__Problem to work on__: Extract each record and reproduce it exactly.

(Records excerpted from a collection)
────
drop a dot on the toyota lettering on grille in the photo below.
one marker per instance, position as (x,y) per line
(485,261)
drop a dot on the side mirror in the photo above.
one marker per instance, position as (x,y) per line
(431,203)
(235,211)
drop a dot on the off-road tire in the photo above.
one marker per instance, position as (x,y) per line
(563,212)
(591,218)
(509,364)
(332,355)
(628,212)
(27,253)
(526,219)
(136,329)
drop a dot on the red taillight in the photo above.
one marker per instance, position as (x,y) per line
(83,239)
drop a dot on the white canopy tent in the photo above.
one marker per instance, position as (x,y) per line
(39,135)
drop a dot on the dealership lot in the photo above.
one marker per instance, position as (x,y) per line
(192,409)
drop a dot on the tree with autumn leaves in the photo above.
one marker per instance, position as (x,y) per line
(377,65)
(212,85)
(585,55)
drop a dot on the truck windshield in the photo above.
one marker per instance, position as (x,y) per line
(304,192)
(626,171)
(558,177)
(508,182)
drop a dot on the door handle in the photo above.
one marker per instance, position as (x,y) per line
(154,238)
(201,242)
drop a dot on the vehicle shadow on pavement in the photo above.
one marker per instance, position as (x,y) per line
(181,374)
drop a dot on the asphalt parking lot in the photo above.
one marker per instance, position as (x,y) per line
────
__Response box__:
drop a dot on the toyota lettering on grille in the photo below.
one marker per instance, position as (x,y) per line
(485,261)
drop a dot on the side mirror in the photo above.
one marker per instance, position as (x,y) per line
(431,203)
(235,211)
drop a dot on the off-road tire in the photo above.
one marker per instance, position as (x,y) per line
(563,212)
(591,218)
(509,364)
(332,355)
(628,212)
(27,253)
(526,219)
(136,329)
drop a dot on the red taillight in the photo above.
one marker per instance, position as (x,y) per line
(83,239)
drop a dot on the white canopy tent in the photo above.
one marker per instance, position as (x,y) per line
(39,135)
drop a dot on the dealership lot in the photo above.
one marker per instance, position as (x,y) per line
(192,409)
drop a dot on the tree with autumn leaves in the photo above.
one marker per instance, position as (x,y) per line
(377,65)
(212,85)
(585,55)
drop a dot on the truck windshield in the photo above.
one marker per instance, position as (x,y) per line
(304,192)
(626,171)
(558,177)
(508,182)
drop a dot on the door handle in the photo above.
one marker per instance, position as (x,y) per line
(154,238)
(201,242)
drop a dot on the vehicle shadow on pavement in the photo above.
one marker per instance, position as (x,y) per line
(181,374)
drop a dot on the asphalt parking lot in the photo above.
one marker per instance, position as (x,y) per line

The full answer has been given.